The exercise
Reproduce every entry exactly.

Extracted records
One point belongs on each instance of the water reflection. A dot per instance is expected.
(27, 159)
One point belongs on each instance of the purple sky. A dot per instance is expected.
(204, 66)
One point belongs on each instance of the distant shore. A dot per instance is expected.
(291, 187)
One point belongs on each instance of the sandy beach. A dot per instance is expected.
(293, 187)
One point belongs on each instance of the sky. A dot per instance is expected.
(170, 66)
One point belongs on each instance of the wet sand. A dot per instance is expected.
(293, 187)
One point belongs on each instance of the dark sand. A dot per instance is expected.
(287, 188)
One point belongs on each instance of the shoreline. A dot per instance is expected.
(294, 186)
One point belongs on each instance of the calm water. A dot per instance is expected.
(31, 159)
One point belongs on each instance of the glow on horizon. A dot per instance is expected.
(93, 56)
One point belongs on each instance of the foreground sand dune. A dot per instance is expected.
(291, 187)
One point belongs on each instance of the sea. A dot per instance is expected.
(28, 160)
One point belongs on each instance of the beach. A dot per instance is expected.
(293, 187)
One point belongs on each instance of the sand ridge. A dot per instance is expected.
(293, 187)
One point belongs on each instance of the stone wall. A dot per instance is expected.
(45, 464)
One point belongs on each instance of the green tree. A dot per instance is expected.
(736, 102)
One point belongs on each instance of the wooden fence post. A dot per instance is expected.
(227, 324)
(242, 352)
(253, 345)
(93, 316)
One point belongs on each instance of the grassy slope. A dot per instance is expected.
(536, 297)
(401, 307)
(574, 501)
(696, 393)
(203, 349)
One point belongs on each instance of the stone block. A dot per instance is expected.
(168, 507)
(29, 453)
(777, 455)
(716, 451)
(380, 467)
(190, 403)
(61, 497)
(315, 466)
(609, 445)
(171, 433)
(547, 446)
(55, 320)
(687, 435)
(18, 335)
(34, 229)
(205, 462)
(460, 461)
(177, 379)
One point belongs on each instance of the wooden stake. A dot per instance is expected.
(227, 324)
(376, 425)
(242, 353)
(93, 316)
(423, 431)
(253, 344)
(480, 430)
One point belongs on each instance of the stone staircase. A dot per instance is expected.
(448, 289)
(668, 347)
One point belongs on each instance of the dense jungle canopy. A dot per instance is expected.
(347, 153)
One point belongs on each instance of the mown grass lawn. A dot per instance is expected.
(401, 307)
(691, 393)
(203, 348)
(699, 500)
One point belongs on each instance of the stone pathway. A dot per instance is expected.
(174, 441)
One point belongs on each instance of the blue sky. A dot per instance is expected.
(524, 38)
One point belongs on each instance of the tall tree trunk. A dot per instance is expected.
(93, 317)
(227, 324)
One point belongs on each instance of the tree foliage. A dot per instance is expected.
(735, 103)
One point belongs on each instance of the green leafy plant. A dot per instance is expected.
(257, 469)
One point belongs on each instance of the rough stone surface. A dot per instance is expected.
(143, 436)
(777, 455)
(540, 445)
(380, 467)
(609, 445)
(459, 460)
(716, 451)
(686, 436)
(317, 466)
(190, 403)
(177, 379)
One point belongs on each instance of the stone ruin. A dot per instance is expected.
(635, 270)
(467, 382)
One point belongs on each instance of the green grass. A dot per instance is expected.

Final result
One point belongs on each instance of the water reflection. A dot per instance is expected.
(27, 159)
One point belongs on each instance of the purple sky. A dot per instance is expected.
(204, 66)
One point belongs on each instance of the distant shore. A dot per instance is expected.
(291, 187)
One point belongs on each instance of the sandy beach. A dot per instance is expected.
(293, 187)
One point belongs on each instance of the sky. A dot per instance is expected.
(170, 66)
One point belongs on each instance of the wet sand. A dot per instance is expected.
(293, 187)
One point belongs on each instance of the dark sand. A dot per instance is expected.
(287, 188)
One point belongs on each instance of the shoreline. A dot per instance is expected.
(294, 186)
One point belongs on each instance of the calm water. A dot per instance is expected.
(31, 159)
One point belongs on each instance of the glow on horizon. A dot per instance is expected.
(93, 56)
One point belongs on each instance of the foreground sand dune. A dot per instance is expected.
(291, 187)
One point belongs on each instance of the sea. A dot per instance is expected.
(28, 160)
One point belongs on each instance of the beach. A dot per instance is expected.
(293, 187)
One point belongs on each instance of the sand ridge. A dot per instance is expected.
(293, 187)
One point belongs on each instance of the stone wall. A dot per instance is expected.
(45, 464)
One point belongs on each instance of the green tree. A dot per instance is expected.
(736, 102)
One point belongs on each instance of the wooden fence post. A dot per instance is expected.
(227, 324)
(242, 352)
(253, 345)
(93, 316)
One point belongs on each instance of the grassy slope. A dot per instance is expected.
(536, 297)
(401, 307)
(574, 501)
(696, 393)
(203, 349)
One point belongs on each instance of the stone block. A dot per instance is expected.
(168, 507)
(29, 453)
(777, 455)
(716, 451)
(380, 467)
(190, 403)
(61, 497)
(315, 466)
(609, 445)
(171, 433)
(547, 446)
(55, 320)
(687, 435)
(18, 335)
(34, 229)
(205, 462)
(460, 461)
(177, 379)
One point belongs on each instance of the wooden stake. A dot per instance is expected.
(227, 324)
(376, 425)
(242, 353)
(93, 316)
(423, 431)
(253, 344)
(480, 430)
One point belongs on each instance of the stone staircase. A dot per instance is expected.
(448, 289)
(668, 347)
One point belongs on each instance of the dense jungle canopy. A dot per instance is expected.
(347, 153)
One point belongs on each instance of the mown grass lawn. A dot per instance is expected.
(401, 307)
(691, 393)
(203, 348)
(699, 500)
One point belongs on each instance of the stone pathway. A dot per instance is expected.
(174, 441)
One point belongs on each instance of the blue sky. A dot per instance is expected.
(524, 38)
One point belongs on each instance of the tall tree trunk. A dot per instance is expected.
(93, 317)
(227, 324)
One point belongs on each instance of the tree foliage. A dot per instance is expected.
(735, 103)
One point belongs on each instance of the green leafy plant. A dot per instance is expected.
(257, 469)
One point belongs on each instance of the rough stone surface. A dot per instance is expected.
(143, 436)
(777, 455)
(540, 445)
(380, 467)
(609, 445)
(459, 460)
(716, 451)
(686, 436)
(317, 466)
(190, 403)
(177, 379)
One point belongs on each instance of the stone ruin. A dot per instance is expected.
(635, 270)
(467, 382)
One point belongs on each instance of the green grass. A dot per instance is expected.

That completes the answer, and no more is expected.